▸ EXCERPTED PASSAGE
* * *

Bifacial Si Heterojunction-Perovskite Organic-Inorganic Tandem to Produce Highly Efficient Solar Cell

TL;DR

This paper proposes a bifacial HIT/Perovskite tandem solar cell design that overcomes traditional efficiency limitations, achieving higher efficiencies and manufacturing robustness through decoupling optoelectronic constraints.

Contribution

It introduces a bifacial tandem configuration that significantly improves efficiency and simplifies manufacturing compared to traditional series-connected designs.

Findings

Bifacial HIT/Perovskite tandem exceeds 33% efficiency.

Traditional tandem design achieves only ~25% efficiency.

Bifacial design is less sensitive to Perovskite thickness variations.

Abstract

As single junction thin-film technologies, both Si heterojunction (HIT) and Perovskite based solar cells promise high efficiencies at low cost. One expects that a tandem cell design with these cells connected in series will improve the efficiency further. Using a self-consistent numerical modeling of optical and transport characteristics, however, we find that a traditional series connected tandem design suffers from low Jsc due to band-gap mismatch and current matching constraints. It requires careful thickness optimization of Perovskite to achieve any noticeable efficiency gain. Specifically, a traditional tandem cell with state-of-the-art HIT (24%) and Perovskite (20%) sub-cells provides only a modest tandem efficiency of ~25%. Instead, we demonstrate that a bifacial HIT/Perovskite tandem design decouples the optoelectronic constraints and provides an innovative path for extraordinary efficiencies. In the bifacial configuration, the same state-of the-art sub-cells achieve a normalized output of 33%, exceeding the bifacial HIT performance at practical albedo reflections. Unlike the traditional design, this bifacial design is relatively insensitive to Perovskite thickness variations, which may translate to simpler manufacture and higher yield.

* * *

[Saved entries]

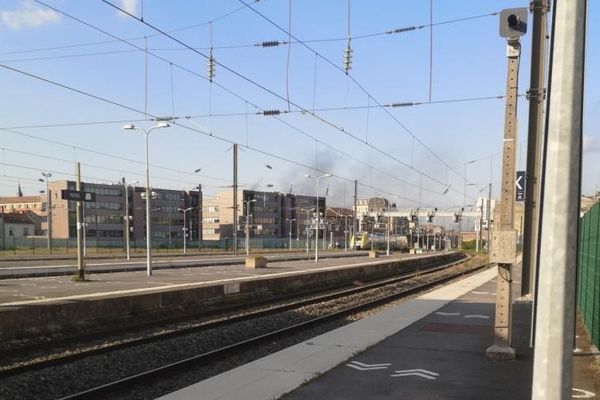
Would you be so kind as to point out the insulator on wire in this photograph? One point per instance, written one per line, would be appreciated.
(271, 112)
(270, 43)
(347, 58)
(210, 68)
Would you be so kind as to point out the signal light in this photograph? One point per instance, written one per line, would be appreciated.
(347, 58)
(210, 67)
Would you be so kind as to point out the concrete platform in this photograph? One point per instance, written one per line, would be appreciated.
(431, 347)
(56, 305)
(286, 370)
(57, 267)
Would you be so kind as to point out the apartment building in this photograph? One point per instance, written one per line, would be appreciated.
(271, 214)
(33, 206)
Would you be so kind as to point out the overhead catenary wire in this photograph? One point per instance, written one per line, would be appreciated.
(264, 112)
(318, 117)
(13, 131)
(263, 44)
(202, 131)
(87, 44)
(221, 86)
(361, 87)
(28, 153)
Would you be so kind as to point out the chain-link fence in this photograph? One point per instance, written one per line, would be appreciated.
(116, 247)
(588, 273)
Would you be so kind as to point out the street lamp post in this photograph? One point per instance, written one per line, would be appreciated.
(127, 218)
(185, 227)
(317, 216)
(308, 211)
(387, 252)
(161, 124)
(290, 233)
(46, 176)
(247, 202)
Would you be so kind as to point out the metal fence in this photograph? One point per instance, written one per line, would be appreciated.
(14, 246)
(588, 272)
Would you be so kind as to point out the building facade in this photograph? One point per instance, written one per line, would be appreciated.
(268, 215)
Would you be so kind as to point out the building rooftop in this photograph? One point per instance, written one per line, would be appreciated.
(16, 218)
(21, 199)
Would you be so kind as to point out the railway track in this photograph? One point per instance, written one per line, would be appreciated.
(86, 350)
(149, 377)
(214, 354)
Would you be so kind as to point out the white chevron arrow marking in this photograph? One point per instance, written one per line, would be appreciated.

* * *

▸ BRIEF 1
Translate this sentence from the tandem solar cell page into Spanish: "Bifacial design is less sensitive to Perovskite thickness variations."
▸ BRIEF 2
Copy the tandem solar cell page word for word from "Bifacial HIT/Perovskite tandem exceeds" to "Perovskite thickness variations.".

▸ SOLUTION 1
El diseño bifacial es menos sensible a las variaciones de espesor de la perovskita.

▸ SOLUTION 2
Bifacial HIT/Perovskite tandem exceeds 33% efficiency.

Traditional tandem design achieves only ~25% efficiency.

Bifacial design is less sensitive to Perovskite thickness variations.